*TÂCHE DEMANDÉE 1*. Quel est le titre du livre de Ron Suskind cité dans l'article sur la renonciation de Kadhafi à son programme nucléaire ?
*TÂCHE DEMANDÉE 2*. Reprenez l'article sur l'abandon du programme nucléaire libyen et rédigez-en la suite à partir de sa dernière phrase.

*EXTRAIT FOURNI*.
------------
Histoire secrète d’une capitulation

Pourquoi et comment Mouammar Kadhafi a-t-il accepté de démanteler son programme nucléaire, en décembre 2003 ? Un journaliste américain le révèle.

Publié le 24 octobre 2006 Lecture : 6 minutes.

Empêtrés dans leur conflit avec la Corée du Nord et l’Iran à propos du nucléaire, les États-Unis seraient sans doute bien inspirés de se souvenir d’un précédent célèbre : la manière dont eux-mêmes sont parvenus à convaincre Mouammar Kadhafi, en décembre 2003, de renoncer à son programme nucléaire.

Comme le hasard fait parfois bien les choses, un livre du journaliste américain Ron Suskind paru ce mois-ci chez Simon & Schuster, à New York (The One Percent Doctrine), ainsi qu’un article du même auteur publié par le Washington Monthly et diverses révélations américaines et libyennes, contribueront sans doute à leur rafraîchir la mémoire : ils révèlent très opportunément les dessous de la « capitulation » du « Guide » de la Jamahiriya.
------------
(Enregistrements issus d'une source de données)

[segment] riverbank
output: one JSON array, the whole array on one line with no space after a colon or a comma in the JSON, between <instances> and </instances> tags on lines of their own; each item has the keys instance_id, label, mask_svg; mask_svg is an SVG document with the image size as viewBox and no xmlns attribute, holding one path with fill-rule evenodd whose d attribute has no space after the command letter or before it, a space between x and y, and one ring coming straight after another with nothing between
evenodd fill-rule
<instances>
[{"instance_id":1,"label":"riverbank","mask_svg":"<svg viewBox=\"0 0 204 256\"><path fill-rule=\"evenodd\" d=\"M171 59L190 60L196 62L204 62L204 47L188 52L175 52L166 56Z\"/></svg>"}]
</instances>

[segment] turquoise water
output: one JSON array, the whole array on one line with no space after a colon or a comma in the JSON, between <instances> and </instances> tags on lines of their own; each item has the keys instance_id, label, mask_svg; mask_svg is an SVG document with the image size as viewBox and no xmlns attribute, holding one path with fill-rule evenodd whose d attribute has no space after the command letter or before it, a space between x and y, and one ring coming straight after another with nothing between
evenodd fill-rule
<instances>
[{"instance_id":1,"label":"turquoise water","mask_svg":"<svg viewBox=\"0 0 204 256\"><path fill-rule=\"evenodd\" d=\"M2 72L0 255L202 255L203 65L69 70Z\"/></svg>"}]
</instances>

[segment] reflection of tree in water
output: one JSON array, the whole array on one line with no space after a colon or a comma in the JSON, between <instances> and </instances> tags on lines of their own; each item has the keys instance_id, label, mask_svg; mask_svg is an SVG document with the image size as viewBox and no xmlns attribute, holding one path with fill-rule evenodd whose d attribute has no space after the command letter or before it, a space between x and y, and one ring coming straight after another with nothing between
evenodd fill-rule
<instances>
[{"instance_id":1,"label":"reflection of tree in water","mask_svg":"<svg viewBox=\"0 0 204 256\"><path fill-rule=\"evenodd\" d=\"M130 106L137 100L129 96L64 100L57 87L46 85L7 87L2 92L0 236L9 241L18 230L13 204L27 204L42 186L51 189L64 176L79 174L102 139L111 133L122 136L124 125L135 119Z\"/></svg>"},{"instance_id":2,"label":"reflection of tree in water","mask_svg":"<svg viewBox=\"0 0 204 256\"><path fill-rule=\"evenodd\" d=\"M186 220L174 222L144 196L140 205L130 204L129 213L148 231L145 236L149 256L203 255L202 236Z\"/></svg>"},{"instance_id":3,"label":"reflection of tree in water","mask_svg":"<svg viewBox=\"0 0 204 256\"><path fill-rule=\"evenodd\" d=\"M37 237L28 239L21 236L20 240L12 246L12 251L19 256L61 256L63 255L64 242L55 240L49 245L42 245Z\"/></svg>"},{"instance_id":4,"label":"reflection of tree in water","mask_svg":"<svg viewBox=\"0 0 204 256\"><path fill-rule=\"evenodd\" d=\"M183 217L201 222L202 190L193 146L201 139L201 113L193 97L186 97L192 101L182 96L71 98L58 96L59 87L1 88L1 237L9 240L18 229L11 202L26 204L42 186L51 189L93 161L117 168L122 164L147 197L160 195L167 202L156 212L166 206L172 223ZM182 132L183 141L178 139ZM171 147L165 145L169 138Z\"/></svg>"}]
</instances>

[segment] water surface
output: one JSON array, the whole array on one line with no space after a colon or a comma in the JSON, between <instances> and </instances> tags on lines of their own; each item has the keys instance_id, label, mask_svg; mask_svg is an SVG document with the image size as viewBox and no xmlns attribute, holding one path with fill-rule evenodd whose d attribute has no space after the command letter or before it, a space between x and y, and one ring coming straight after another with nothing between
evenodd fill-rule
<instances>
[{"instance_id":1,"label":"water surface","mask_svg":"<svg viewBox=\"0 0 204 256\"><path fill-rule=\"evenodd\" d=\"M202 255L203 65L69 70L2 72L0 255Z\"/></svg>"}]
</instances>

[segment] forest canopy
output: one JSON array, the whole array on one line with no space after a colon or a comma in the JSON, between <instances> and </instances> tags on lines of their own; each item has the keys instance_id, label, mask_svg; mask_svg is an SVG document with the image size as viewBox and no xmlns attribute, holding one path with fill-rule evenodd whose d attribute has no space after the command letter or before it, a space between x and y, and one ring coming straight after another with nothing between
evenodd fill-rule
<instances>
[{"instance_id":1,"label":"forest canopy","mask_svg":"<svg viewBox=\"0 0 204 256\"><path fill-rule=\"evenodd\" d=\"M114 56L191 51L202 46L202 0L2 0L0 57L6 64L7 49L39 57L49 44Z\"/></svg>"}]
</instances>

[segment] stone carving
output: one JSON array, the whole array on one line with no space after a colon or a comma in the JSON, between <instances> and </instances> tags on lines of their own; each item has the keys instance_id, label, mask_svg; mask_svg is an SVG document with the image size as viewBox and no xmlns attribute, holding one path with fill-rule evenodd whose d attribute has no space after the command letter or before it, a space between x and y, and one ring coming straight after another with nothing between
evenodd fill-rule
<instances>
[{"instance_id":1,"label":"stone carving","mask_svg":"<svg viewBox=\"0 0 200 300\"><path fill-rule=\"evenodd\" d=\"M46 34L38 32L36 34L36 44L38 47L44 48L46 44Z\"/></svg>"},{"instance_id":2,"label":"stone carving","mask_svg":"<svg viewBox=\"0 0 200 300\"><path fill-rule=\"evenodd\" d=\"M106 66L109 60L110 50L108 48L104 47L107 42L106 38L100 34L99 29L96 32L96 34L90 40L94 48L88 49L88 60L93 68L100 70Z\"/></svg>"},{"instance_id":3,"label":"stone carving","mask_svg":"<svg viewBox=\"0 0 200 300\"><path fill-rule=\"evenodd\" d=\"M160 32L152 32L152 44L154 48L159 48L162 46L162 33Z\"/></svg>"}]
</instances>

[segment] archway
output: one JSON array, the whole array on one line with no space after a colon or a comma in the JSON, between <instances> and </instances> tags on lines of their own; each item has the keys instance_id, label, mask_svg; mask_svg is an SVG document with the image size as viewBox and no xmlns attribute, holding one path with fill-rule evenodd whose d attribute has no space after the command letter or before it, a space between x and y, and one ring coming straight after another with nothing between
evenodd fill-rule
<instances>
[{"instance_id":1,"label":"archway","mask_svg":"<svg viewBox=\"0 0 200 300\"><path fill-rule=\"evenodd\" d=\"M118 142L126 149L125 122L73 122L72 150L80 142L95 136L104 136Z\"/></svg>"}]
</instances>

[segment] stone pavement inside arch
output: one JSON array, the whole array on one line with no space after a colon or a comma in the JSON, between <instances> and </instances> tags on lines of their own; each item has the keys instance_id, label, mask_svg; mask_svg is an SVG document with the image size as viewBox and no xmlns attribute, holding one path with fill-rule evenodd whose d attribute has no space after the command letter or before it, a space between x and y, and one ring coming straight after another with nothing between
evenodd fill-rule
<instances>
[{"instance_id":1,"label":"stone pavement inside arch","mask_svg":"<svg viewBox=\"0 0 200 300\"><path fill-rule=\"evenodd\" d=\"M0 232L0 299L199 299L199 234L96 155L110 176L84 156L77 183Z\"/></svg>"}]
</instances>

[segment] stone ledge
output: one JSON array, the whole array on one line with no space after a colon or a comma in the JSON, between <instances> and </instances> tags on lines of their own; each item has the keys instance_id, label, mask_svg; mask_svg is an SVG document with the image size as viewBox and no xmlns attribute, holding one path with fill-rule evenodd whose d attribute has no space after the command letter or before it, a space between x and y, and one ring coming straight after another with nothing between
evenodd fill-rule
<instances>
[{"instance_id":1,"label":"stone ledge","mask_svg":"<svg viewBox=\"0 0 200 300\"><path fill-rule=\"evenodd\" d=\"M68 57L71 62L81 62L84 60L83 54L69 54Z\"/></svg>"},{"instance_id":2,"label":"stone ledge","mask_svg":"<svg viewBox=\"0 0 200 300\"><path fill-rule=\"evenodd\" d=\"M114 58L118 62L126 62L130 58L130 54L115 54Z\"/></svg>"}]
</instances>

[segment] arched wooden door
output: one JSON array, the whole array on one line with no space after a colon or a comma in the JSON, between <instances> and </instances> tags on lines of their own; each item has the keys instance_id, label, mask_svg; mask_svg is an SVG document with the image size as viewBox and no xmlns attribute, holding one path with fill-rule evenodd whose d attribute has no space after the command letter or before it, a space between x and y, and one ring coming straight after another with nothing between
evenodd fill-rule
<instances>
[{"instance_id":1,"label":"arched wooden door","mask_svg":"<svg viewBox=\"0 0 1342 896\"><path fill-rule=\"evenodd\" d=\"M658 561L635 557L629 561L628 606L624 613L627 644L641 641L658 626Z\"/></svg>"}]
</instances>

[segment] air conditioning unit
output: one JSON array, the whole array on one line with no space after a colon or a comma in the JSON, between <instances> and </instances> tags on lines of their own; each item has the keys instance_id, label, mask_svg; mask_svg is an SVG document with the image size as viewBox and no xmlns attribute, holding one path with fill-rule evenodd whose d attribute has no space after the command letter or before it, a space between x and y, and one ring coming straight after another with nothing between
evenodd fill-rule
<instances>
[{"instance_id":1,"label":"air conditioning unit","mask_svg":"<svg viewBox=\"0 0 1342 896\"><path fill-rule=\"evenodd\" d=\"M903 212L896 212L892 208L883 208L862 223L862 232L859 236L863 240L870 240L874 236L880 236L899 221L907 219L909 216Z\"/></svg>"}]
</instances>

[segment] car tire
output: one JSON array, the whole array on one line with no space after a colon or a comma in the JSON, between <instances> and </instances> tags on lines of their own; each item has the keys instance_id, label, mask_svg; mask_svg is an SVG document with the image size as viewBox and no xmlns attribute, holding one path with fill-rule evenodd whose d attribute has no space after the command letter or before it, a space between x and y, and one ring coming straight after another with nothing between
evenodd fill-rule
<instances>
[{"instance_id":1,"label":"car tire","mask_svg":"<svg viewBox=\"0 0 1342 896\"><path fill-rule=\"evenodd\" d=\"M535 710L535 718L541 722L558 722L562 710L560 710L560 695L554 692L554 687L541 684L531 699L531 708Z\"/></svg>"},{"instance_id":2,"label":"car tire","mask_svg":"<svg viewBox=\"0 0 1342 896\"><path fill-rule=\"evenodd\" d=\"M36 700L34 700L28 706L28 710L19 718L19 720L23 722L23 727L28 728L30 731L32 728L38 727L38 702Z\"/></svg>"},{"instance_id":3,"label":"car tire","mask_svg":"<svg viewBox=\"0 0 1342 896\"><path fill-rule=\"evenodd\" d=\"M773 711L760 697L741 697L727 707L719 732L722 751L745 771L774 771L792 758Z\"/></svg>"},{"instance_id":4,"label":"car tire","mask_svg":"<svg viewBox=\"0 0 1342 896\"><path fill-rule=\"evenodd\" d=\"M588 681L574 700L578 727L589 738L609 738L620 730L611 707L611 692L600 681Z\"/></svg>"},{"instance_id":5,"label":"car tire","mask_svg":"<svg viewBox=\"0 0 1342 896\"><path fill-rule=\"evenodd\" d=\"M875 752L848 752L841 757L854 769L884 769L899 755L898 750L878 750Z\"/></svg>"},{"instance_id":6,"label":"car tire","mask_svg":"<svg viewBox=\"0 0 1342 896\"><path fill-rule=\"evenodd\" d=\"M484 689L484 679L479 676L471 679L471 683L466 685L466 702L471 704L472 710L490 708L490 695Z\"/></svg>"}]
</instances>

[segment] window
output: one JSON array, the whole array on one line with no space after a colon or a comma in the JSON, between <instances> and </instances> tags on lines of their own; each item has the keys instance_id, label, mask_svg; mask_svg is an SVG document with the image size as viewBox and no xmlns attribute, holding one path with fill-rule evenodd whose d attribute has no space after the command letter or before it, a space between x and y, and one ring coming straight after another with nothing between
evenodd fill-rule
------------
*RÉPONSE RÉDIGÉE 1*. Le livre s'intitule The One Percent Doctrine.

*RÉPONSE RÉDIGÉE 2*.
Nous sommes en 1998. George Tenet, le directeur de la CIA, et John McLaughlin, l’un de ses adjoints, se rendent à Djeddah pour rencontrer le prince Bandar, ambassadeur d’Arabie saoudite à Washington et ami de la famille Bush. « Kadhafi est las de son isolement international, il aimerait dialoguer », leur confie celui-ci. Le message est reçu cinq sur cinq. Quelques mois plus tard, Moussa Koussa, le chef de la sécurité extérieure libyenne, rencontre secrètement, à Genève, Ben Bronk, le chef de l’antiterrorisme à la CIA. Les deux hommes entreprennent de trouver une solution à l’affaire de Lockerbie (l’attentat contre un Boeing de la PanAm, en 1988). À l’issue d’âpres négociations, et bien que la loi libyenne l’interdise, les deux suspects libyens sont livrés pour être jugés par un tribunal écossais siégeant exceptionnellement aux Pays-Bas. Les familles des victimes de l’attentat étant excédées, pugnaces et fort bien organisées, l’administration américaine a préféré régler cette affaire douloureuse avant de passer à ce qui constitue, à ses yeux, l’essentiel : la dénucléarisation de la Libye.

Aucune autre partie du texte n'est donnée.